### TRY IT:
Every entry that follows should be written out again exactly.

### Collected data:
::::::::

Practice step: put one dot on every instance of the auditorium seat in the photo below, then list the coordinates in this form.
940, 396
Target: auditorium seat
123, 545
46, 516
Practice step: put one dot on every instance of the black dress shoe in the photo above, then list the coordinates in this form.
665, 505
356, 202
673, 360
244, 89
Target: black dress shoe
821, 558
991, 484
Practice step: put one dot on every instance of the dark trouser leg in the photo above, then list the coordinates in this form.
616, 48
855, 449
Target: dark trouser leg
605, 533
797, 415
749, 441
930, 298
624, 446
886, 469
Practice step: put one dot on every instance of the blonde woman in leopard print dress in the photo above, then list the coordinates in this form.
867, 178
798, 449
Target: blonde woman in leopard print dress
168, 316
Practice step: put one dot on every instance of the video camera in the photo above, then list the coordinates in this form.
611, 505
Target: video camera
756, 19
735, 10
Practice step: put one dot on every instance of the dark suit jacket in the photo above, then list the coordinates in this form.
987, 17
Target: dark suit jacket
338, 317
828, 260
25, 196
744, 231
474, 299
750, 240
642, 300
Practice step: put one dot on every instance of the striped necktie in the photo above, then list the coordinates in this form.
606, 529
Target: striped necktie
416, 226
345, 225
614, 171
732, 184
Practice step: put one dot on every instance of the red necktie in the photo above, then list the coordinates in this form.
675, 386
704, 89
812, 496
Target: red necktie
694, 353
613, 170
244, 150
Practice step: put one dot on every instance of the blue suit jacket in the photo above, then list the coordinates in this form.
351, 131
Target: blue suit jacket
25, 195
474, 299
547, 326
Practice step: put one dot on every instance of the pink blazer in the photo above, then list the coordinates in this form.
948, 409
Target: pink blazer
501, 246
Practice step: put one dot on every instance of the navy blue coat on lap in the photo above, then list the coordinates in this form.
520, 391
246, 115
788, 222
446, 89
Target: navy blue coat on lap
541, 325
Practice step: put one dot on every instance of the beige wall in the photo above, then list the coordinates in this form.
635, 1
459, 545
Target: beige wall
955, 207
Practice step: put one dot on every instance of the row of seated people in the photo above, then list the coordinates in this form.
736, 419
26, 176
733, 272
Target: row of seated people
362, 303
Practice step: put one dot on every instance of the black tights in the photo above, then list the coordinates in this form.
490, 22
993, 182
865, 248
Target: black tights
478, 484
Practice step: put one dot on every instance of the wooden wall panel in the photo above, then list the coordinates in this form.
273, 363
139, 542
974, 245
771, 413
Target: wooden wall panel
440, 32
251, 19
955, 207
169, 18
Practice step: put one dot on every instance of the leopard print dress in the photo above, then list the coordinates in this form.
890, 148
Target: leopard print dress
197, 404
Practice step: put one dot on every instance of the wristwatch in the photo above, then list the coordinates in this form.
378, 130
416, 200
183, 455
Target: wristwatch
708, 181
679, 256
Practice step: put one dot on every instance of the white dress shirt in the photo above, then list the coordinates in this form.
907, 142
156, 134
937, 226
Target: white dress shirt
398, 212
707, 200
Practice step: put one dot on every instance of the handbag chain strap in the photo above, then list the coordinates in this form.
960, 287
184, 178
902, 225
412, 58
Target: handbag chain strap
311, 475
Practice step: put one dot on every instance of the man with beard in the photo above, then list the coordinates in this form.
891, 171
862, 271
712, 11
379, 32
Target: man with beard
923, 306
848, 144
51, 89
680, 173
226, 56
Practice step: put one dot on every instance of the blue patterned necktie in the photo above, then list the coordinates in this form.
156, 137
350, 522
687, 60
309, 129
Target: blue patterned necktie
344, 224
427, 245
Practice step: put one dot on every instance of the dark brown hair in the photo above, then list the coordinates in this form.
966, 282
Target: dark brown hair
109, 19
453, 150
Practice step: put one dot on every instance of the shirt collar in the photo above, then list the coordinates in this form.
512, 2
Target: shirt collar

::::::::

### ANSWER BOX:
Practice step: put one dot on every instance of the auditorium seat in the photo below, then list the coordinates in this form.
940, 396
Target: auditorium seat
123, 545
46, 516
Practice step: put one dot on every instance of the black dress shoe in the photo above, then list the coordinates in this form.
665, 505
356, 202
673, 360
244, 89
Target: black dress shoe
821, 558
991, 484
Practice step: put one dot on every instance of the dark trouser leg in the photo above, then list the coordinates in this form.
616, 48
855, 449
Target: dark trouser leg
605, 533
797, 415
749, 441
930, 298
624, 446
886, 469
Practice step: put one dot on every instance of the blonde woman in leopard print dress in the photo above, then list the coordinates in this form.
867, 178
798, 449
Target: blonde woman in leopard print dress
168, 316
Practice step: put one dot on every instance of the video camera in the photo above, then list the coordinates in this form.
611, 505
Target: video camera
756, 19
735, 10
Practice step: put one dot on every instance of the dark suit jacket in the photo above, then list the coordinates in this form.
987, 17
Target: dark suit jacket
338, 317
828, 260
25, 196
744, 231
474, 299
750, 240
642, 300
Practice step: put one dot on every instance of the striped necktie in the photo above, then list the coordinates in this form.
606, 529
Target: striped necktie
416, 226
345, 225
614, 171
732, 184
Practice step: put one dot on every instance of the red necktie in the photo above, then list the coordinates in this form.
675, 386
704, 89
812, 496
Target: red necktie
694, 353
613, 170
244, 150
Practice step: put one dot on every instance of the blue suit jacket in the photo above, then list the coordinates in this form.
351, 131
Target: blue suit jacket
25, 195
474, 299
547, 326
Practice step: put one dot on every instance of the pink blazer in the photo above, then list the coordinates in this form.
948, 409
Target: pink blazer
501, 246
Practice step: put one dot on every instance of the navy blue coat on lap in the photo above, then list the coordinates in this form.
520, 391
246, 115
788, 222
446, 89
Target: navy blue coat on lap
541, 325
Practice step: put one dot on every instance of the beige wall in the photo above, then list the coordinates in this form.
635, 1
459, 545
Target: beige wall
955, 207
Practice step: put one dot on every instance of the row of seated people in the photo above, then list the coordinates in this form.
736, 419
26, 176
733, 272
Target: row of seated people
362, 303
Practice step: put one dot on every instance of the black tights in the photo above, then list the coordinates in this form.
490, 22
993, 182
865, 248
Target: black tights
478, 484
Practice step: put one dot on every instance of the wooden wall panel in the photo above, then list the coordinates in this form.
273, 363
139, 542
974, 245
771, 413
Target: wooden wall panel
440, 32
251, 19
955, 207
169, 18
Practice step: put one dot on every instance of the leopard print dress in the photo above, then list the coordinates in this form.
890, 148
Target: leopard print dress
197, 404
Practice step: put one dot on every instance of the wristwatch in the photo above, then list the coordinates in this form.
378, 130
416, 200
183, 455
Target: wristwatch
708, 181
679, 256
Practice step: put one dot on every instance of the white dress shirt in the photo above, then list the coordinates in this form.
907, 142
156, 134
937, 226
Target: white dress shirt
398, 212
707, 200
Practice step: put one dot on every instance of the handbag chain strap in the photo above, then list the coordinates in this form.
960, 287
184, 178
902, 225
412, 58
Target: handbag chain strap
311, 475
Practice step: put one dot on every instance of the man with beard in the photo above, then list the coordinates in this form.
891, 171
862, 271
712, 11
379, 32
Target: man with beard
923, 306
848, 144
51, 89
680, 173
226, 56
Practice step: put one dot on every instance of the blue patterned necktie in the photo above, then list the coordinates in this form.
156, 137
350, 522
687, 60
309, 129
Target: blue patterned necktie
344, 224
427, 245
Practice step: put one dot on every instance of the dark brown hair in the photo above, then list the coordinates in this form.
966, 282
Target: dark brown hair
109, 19
453, 150
Practice step: put one dot on every instance of the shirt collar in the photo above, then list the coordinates in this form.
512, 2
Target: shirt collar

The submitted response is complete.